Requirements: List every line in the rows below that contains the string "board", copying each line in full.
+++++
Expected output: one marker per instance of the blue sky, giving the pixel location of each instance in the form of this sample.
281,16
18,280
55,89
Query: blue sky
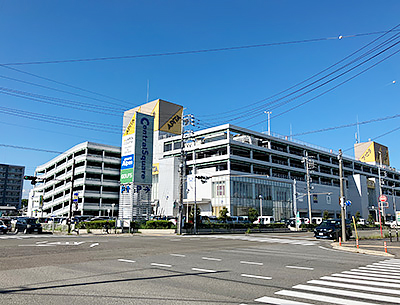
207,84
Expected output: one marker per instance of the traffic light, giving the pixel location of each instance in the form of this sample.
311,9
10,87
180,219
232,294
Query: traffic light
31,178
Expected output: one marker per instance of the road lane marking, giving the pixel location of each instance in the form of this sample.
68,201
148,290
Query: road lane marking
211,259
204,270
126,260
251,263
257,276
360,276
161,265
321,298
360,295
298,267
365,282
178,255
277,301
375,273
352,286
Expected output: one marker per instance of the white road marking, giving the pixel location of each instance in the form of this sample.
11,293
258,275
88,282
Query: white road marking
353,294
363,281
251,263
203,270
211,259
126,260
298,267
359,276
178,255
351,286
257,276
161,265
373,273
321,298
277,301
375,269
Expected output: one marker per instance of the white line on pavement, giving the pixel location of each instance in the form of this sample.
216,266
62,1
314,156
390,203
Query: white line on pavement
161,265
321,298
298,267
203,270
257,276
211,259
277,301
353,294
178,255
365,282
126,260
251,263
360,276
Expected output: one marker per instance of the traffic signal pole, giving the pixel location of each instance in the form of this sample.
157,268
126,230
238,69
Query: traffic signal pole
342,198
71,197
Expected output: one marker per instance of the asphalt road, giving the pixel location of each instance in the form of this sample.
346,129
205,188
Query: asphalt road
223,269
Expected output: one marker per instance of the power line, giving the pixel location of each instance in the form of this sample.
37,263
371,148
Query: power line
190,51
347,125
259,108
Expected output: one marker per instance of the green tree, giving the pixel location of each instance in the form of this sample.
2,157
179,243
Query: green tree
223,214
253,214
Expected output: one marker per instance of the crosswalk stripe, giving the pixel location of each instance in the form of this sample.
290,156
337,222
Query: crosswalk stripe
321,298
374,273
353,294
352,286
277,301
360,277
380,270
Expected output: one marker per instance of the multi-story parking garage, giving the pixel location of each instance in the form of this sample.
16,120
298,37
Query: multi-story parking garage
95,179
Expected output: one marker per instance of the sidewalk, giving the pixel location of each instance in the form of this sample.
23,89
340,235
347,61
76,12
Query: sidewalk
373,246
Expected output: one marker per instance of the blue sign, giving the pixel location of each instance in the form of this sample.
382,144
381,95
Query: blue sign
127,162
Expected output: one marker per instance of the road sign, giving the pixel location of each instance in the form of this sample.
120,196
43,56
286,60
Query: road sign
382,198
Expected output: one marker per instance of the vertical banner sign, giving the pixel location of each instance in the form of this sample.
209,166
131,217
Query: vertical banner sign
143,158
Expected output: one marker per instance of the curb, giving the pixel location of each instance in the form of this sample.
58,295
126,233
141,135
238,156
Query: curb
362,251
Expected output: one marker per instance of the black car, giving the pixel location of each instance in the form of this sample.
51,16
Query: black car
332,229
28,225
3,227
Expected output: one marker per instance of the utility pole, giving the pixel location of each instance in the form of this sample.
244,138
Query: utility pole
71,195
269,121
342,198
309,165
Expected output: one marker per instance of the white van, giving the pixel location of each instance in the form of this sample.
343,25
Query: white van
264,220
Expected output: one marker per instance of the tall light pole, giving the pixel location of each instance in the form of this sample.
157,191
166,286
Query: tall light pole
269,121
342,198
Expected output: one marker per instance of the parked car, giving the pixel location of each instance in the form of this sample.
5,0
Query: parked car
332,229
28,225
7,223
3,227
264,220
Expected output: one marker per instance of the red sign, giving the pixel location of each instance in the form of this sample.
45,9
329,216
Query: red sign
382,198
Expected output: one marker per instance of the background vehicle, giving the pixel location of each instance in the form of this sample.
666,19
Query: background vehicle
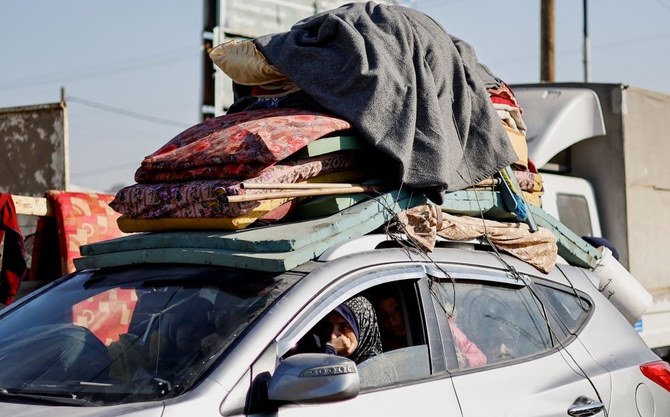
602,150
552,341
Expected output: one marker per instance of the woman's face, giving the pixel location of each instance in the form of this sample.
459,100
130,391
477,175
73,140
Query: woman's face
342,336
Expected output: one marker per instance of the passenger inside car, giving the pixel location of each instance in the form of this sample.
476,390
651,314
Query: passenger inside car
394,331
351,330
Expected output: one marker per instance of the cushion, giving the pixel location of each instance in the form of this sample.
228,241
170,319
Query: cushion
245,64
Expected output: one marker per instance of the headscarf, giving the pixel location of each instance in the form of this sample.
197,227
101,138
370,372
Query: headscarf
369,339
+++++
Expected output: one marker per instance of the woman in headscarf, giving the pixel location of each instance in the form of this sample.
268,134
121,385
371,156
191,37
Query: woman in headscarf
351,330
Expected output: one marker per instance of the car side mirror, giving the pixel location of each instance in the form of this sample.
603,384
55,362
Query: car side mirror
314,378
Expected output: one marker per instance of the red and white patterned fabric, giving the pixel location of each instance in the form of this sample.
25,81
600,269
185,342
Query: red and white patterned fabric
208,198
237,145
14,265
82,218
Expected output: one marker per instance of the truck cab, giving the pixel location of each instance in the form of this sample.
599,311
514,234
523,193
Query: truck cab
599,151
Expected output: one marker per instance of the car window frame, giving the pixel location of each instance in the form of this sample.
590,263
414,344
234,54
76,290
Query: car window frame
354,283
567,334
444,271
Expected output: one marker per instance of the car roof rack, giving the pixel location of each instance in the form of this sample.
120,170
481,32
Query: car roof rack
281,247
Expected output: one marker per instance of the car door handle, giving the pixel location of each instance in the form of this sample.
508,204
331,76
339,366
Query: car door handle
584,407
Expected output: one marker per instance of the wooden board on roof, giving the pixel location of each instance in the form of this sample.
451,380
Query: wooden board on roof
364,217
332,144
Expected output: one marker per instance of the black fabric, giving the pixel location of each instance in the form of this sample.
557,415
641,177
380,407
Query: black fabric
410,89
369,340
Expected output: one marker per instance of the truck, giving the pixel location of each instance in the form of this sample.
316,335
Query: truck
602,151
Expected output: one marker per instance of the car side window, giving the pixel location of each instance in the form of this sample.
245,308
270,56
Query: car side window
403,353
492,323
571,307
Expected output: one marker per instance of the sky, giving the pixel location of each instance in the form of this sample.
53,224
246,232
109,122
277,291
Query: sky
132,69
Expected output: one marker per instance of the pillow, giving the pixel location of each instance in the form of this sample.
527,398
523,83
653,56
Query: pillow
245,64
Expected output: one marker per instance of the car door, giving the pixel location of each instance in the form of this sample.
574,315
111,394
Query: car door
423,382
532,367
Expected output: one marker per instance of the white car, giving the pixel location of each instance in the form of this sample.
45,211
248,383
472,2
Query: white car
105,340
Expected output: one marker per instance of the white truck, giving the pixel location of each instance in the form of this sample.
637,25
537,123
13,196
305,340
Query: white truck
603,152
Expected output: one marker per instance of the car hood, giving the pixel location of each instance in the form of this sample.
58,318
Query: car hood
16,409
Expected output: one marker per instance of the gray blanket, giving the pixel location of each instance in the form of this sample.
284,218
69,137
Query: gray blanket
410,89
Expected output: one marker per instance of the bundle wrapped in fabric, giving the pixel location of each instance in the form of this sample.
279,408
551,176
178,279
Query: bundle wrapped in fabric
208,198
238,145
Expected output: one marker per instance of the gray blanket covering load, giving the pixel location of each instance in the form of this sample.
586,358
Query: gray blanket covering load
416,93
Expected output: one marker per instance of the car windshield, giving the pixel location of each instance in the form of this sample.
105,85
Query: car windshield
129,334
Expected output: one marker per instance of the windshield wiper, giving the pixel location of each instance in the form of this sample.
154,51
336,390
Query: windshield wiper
+++++
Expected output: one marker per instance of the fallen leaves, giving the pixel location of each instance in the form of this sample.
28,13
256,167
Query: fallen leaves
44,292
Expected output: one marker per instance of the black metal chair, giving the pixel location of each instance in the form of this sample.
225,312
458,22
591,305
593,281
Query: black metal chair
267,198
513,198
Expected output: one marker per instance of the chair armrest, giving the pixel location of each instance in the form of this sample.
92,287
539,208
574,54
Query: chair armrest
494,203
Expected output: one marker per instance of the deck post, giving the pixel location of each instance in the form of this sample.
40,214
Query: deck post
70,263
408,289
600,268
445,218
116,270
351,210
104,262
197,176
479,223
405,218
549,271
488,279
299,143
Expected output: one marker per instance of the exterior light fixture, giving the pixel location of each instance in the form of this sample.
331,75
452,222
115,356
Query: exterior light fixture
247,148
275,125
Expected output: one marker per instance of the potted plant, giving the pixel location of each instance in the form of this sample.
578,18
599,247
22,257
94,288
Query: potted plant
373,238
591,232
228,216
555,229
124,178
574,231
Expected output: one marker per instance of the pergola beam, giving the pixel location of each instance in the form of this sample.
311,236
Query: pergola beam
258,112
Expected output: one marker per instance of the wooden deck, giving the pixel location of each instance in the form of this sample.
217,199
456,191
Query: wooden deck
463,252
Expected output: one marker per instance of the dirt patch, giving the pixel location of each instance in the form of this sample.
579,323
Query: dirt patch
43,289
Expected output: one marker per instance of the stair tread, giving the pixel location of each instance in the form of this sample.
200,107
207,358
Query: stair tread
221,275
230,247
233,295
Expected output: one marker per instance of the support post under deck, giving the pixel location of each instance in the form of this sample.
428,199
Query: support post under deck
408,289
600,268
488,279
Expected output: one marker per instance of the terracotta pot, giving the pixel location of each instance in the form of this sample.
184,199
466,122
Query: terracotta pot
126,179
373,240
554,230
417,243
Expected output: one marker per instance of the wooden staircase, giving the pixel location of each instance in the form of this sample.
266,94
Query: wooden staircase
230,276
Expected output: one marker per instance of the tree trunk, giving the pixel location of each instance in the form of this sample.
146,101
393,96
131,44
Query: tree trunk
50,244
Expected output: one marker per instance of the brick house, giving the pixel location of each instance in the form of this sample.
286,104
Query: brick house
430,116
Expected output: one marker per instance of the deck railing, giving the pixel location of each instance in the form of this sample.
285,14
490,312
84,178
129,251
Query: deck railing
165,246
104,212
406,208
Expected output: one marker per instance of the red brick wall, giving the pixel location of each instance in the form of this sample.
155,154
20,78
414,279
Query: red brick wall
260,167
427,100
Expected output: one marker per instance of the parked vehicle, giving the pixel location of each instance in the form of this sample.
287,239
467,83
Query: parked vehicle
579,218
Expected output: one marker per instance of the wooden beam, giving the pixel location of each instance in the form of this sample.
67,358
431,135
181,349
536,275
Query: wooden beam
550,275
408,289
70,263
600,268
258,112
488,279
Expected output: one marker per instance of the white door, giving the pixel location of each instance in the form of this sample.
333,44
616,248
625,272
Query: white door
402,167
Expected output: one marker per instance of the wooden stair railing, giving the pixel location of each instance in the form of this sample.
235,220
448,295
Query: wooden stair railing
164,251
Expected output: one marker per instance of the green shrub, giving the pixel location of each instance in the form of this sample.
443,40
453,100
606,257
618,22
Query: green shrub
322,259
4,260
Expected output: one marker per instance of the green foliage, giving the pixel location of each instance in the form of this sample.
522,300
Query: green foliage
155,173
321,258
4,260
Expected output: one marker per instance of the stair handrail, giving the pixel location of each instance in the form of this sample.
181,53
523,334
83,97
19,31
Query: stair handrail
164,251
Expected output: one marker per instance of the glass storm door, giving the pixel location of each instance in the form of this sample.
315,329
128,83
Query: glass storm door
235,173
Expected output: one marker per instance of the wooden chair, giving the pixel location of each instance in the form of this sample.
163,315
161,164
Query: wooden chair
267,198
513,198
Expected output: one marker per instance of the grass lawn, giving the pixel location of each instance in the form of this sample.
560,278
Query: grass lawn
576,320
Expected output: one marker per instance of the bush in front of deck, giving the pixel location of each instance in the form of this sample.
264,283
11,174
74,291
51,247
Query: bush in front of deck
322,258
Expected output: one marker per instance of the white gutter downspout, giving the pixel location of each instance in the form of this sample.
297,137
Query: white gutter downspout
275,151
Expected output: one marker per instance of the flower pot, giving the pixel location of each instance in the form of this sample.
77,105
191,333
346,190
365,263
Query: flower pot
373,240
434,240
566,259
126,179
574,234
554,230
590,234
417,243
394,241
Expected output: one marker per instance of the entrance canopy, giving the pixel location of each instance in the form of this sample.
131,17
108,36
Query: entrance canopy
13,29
+++++
Expected output:
Expected output: one marker per instance of the wooden board on roof, giving the pixel location of each instance in the form of this sample.
Query: wooden board on roof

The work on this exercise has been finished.